(TEXT SHOWN)
——————————

Let $L_a(p)$ and $L_b(p)$ be two PLTSs, $L_a(p)=\{L_a^{(k)}(p_a^{(k)})|k=1,2,\dots ,\#L_a(p)\}$, $L_b(p)=\{L_b^{(k)}(p_b^{(k)})|k=1,2,\dots ,\#L_b(p)\}$, $\#L_a(p)=\#L_b(p)$, then the deviation degree between the two PLTSs can be computed as follows:

$$d(L_a(p),L_b(p))=\sqrt{{\displaystyle \sum }_{k=1}^{\#L_{a(p)}}{(p_a^{(k)}{r}_a^{(k)}-p_b^{(k)}{r}_b^{(k)})}^2/\#L_{a(p)}}$$

(7)

3. PROMETHEE

PROMETHEE was developed in 1982. Because the procedure of PROMETHEE is very easy, it can be understood by decision-makers. The method attracts much attention. It is widely used in different fields, such as energy sources [28,29], sub-watersheds ranking [30], military airport location selection [25]. PROMETHEE has been extended to different versions, such as PROMETHEE II, PROMETHEE III, and PROMETHEE IV [31]. The main steps of the PROMETHEE are as follows:

• Identify decision-makers. Before making evaluation, some decision-makers should be invited. Furthermore, experts with abundant experience in this area are desirable. They can give more reasonable results.
• Establish the criteria. Generally, alternatives are evaluated based on the established criteria. The decision-makers give their rating according to the performance of criteria.
• Weights of the criteria. The weight is the relative importance among the criteria. Since the weights are not calculated, they are the decision-maker’s preferences. The weights are subjective, not objective. Nowadays, there are many methods to obtain weights of the criteria, such as AHP, Entropy, and Delphi. In addition, the requirement that the sum of weights is equal to one is needed.
• Evaluate performances of alternatives. Decision-makers are asked to make an objective evaluation of each alternative based on their professional background.

——————————

(DATASET EXTRACT)
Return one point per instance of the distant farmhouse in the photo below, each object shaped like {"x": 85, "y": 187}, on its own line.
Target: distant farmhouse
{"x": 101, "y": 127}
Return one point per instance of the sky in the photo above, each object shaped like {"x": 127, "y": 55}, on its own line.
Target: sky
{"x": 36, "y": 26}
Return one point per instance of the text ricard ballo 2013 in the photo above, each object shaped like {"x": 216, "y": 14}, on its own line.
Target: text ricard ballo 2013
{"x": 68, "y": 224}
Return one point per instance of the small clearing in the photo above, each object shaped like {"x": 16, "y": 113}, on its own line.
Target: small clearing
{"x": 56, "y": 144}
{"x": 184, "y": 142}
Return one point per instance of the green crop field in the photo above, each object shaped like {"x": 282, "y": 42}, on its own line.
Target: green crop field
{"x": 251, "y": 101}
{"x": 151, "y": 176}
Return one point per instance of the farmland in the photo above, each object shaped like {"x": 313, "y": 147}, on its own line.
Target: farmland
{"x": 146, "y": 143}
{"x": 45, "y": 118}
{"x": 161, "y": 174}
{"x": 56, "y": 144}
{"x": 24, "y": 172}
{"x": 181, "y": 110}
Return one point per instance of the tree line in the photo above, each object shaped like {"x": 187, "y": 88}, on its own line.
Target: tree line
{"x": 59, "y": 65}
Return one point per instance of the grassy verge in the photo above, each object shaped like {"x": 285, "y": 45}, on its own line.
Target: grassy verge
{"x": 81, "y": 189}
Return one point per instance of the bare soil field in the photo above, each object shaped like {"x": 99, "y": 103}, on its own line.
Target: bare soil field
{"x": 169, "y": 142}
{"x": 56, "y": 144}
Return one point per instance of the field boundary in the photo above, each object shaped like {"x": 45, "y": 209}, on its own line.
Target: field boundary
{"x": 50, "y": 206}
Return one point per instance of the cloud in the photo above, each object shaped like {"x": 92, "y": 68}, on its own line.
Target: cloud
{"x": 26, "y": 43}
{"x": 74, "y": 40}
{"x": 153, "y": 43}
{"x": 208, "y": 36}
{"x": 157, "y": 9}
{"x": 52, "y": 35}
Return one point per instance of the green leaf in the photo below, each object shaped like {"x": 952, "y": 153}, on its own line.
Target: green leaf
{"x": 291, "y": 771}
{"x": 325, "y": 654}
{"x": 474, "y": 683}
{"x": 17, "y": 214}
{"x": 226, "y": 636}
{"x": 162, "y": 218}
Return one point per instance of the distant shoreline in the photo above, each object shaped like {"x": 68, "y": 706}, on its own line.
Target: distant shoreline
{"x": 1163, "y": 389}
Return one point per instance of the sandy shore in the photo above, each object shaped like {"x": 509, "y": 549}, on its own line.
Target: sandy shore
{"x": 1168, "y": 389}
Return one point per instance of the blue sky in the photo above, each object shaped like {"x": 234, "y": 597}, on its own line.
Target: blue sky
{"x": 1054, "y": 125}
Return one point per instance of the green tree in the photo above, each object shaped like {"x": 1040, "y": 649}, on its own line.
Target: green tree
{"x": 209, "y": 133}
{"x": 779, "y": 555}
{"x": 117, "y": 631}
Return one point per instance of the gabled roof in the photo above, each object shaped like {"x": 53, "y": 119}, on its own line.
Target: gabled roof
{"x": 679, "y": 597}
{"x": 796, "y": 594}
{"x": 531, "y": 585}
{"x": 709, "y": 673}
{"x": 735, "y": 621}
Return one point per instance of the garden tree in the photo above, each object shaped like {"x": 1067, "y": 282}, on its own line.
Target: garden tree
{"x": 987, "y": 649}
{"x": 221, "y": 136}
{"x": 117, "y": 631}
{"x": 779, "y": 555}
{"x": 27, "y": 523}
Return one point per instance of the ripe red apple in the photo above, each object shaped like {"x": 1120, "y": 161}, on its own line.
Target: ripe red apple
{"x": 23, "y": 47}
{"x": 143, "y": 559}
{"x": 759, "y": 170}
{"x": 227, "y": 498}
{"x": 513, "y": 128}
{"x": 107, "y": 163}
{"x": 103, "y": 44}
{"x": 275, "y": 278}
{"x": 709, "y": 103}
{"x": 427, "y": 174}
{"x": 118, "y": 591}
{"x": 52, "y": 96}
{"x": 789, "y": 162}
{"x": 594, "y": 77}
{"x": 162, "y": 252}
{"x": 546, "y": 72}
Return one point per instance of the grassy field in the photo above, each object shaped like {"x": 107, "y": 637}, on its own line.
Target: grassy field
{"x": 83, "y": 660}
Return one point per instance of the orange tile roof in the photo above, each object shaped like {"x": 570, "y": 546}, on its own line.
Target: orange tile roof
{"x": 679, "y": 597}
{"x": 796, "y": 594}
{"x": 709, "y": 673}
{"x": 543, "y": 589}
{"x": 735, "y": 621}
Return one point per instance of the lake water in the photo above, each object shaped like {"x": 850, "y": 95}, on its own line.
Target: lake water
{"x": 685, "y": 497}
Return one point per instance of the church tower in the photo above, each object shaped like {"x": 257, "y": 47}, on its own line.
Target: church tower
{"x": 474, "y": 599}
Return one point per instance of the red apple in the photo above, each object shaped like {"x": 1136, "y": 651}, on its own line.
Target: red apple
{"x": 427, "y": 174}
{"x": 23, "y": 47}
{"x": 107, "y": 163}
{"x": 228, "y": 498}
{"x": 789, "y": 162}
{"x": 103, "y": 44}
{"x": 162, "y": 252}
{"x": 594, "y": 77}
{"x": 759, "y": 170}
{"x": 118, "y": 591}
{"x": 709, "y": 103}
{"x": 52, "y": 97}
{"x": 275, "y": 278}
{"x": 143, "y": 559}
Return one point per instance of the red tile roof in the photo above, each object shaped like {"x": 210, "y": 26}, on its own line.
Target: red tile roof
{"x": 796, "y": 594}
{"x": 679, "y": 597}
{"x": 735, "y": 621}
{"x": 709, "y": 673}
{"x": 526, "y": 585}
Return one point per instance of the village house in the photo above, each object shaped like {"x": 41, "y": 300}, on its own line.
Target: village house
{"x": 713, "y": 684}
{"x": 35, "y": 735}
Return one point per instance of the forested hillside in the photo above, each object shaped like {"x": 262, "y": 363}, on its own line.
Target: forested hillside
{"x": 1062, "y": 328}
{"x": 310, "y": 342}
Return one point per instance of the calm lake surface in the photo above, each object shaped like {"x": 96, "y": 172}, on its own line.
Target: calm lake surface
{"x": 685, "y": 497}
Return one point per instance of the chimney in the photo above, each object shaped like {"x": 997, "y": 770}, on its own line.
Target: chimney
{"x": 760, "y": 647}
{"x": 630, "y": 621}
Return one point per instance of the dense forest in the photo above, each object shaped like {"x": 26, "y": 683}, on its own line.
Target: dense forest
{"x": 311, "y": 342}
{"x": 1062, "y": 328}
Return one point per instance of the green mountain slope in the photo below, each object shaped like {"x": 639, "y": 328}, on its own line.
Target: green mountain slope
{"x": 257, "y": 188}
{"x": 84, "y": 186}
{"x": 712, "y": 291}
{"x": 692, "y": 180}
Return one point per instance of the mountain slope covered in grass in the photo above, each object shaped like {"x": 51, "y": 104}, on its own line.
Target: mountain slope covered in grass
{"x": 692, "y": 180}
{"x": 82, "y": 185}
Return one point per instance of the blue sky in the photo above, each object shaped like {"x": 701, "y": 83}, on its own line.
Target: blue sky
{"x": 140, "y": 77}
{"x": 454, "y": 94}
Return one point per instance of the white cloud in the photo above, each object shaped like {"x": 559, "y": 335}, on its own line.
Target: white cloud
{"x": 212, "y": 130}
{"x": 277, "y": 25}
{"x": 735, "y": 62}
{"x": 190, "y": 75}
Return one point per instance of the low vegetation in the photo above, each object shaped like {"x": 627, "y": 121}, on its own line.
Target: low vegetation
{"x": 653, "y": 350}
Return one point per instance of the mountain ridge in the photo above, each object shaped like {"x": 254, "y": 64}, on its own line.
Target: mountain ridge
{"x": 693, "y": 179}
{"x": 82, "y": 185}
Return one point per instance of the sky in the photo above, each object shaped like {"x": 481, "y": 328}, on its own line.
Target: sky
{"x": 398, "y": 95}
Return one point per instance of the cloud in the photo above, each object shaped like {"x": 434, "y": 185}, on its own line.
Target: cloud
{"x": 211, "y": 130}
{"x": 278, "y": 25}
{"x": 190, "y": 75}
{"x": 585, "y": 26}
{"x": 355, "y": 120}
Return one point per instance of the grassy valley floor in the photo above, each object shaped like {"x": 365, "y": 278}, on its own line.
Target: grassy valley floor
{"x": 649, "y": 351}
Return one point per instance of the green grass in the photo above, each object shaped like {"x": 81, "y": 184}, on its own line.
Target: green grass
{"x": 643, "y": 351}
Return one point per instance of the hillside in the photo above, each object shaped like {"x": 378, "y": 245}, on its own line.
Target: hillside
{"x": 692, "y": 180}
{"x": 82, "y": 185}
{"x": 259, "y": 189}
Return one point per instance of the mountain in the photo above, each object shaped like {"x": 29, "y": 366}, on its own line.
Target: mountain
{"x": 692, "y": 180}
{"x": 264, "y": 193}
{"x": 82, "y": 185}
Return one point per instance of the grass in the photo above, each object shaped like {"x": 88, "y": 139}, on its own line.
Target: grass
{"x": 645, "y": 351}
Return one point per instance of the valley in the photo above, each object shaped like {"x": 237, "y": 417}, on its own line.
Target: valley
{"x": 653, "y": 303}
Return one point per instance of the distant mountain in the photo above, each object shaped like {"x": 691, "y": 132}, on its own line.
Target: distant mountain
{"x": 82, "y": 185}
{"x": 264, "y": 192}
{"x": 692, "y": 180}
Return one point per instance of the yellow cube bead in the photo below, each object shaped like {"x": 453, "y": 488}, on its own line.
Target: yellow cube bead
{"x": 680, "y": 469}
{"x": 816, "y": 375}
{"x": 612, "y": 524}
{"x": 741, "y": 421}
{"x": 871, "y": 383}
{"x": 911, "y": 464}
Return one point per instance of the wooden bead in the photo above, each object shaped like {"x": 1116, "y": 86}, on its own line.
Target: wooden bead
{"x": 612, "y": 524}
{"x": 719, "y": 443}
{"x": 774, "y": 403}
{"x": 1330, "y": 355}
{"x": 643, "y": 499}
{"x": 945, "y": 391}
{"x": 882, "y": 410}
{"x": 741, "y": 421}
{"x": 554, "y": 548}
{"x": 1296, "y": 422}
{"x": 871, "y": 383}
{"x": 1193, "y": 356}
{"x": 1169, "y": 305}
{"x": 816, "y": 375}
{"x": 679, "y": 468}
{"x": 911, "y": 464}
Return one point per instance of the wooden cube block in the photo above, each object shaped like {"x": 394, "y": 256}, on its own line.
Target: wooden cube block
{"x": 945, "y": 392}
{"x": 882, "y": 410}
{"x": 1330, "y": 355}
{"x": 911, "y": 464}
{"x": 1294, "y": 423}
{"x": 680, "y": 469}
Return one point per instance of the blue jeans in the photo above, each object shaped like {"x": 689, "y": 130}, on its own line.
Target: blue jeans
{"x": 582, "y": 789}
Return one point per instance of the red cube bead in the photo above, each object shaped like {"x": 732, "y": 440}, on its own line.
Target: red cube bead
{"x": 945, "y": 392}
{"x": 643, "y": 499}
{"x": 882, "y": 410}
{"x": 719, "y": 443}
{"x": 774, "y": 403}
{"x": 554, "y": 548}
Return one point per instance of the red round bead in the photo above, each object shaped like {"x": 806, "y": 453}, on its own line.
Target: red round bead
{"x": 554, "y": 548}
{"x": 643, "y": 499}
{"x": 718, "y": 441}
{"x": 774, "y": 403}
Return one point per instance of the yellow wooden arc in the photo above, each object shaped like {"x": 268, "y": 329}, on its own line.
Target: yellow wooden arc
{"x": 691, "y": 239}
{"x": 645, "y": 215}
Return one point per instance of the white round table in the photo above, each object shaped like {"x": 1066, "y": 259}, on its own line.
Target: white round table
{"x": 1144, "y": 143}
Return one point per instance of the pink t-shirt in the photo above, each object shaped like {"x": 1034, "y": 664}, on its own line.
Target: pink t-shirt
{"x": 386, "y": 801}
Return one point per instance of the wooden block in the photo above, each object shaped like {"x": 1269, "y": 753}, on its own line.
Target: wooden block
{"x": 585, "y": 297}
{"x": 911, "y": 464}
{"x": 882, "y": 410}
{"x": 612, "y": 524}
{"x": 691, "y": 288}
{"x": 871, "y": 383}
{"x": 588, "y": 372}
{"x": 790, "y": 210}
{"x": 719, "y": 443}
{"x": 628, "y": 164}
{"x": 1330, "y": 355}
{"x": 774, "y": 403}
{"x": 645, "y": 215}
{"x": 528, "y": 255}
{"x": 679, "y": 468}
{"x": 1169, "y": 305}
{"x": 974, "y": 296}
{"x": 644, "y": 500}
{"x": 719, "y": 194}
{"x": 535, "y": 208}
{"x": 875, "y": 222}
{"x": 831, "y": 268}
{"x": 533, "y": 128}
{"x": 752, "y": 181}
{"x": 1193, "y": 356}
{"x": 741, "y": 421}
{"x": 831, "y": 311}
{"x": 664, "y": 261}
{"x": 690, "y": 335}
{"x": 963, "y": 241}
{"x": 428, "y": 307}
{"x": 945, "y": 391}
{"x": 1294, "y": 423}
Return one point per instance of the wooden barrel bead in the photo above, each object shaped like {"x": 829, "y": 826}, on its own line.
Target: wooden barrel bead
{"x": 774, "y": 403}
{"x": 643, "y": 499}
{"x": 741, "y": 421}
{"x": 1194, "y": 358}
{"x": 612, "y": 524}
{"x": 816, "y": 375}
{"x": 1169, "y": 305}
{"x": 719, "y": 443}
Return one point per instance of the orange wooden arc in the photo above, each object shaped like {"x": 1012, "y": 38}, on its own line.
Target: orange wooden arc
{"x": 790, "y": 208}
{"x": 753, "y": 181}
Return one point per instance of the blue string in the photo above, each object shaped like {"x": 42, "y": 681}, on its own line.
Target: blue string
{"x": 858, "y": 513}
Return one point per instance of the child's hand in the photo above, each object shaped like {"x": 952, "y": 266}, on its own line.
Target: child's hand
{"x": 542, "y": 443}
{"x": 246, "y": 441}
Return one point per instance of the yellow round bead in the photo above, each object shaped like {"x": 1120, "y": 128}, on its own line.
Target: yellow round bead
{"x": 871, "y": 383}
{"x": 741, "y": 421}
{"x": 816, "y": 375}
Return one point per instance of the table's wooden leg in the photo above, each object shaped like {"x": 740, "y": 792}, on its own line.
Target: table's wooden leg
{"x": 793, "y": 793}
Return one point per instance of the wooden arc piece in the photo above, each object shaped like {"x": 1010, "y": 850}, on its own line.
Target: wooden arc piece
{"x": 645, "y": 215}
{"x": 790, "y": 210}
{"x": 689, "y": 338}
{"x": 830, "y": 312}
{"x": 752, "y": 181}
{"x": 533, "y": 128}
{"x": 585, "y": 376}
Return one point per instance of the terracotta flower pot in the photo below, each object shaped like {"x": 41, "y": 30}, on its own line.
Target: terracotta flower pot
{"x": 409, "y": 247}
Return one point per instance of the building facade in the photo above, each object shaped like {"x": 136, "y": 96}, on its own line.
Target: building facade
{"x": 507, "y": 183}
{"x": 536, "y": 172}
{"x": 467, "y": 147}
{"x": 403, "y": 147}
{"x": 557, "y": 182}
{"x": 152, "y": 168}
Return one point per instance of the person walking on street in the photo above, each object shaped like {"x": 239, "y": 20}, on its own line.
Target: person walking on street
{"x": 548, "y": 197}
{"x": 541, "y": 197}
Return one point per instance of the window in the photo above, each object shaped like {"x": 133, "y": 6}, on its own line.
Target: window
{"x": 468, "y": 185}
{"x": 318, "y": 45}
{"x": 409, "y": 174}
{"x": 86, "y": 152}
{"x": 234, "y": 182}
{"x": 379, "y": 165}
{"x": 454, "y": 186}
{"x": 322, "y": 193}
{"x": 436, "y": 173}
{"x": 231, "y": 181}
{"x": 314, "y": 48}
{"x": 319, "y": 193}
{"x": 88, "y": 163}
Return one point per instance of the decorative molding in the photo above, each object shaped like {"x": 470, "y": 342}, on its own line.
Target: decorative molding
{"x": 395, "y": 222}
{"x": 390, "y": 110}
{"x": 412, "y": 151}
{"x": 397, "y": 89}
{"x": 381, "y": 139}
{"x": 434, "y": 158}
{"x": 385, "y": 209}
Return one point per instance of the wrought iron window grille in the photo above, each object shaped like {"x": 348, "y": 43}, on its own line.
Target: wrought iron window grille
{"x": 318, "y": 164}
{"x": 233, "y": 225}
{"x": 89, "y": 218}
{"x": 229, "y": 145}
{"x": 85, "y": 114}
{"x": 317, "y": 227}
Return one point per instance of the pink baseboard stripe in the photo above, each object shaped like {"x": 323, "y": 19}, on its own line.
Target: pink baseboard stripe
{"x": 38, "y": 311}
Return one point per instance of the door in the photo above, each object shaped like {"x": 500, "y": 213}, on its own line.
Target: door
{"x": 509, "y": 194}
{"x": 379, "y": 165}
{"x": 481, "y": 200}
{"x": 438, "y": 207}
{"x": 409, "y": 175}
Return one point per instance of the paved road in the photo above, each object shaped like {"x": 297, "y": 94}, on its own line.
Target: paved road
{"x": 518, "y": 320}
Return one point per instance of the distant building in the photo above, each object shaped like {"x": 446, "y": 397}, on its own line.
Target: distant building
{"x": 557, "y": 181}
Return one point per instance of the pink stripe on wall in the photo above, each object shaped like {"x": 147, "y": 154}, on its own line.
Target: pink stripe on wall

——————————

(WHAT NEEDS TO BE DONE) According to the text on PROMETHEE, what must the weights of the criteria sum to?

(FULL OUTPUT) The weights must sum to one.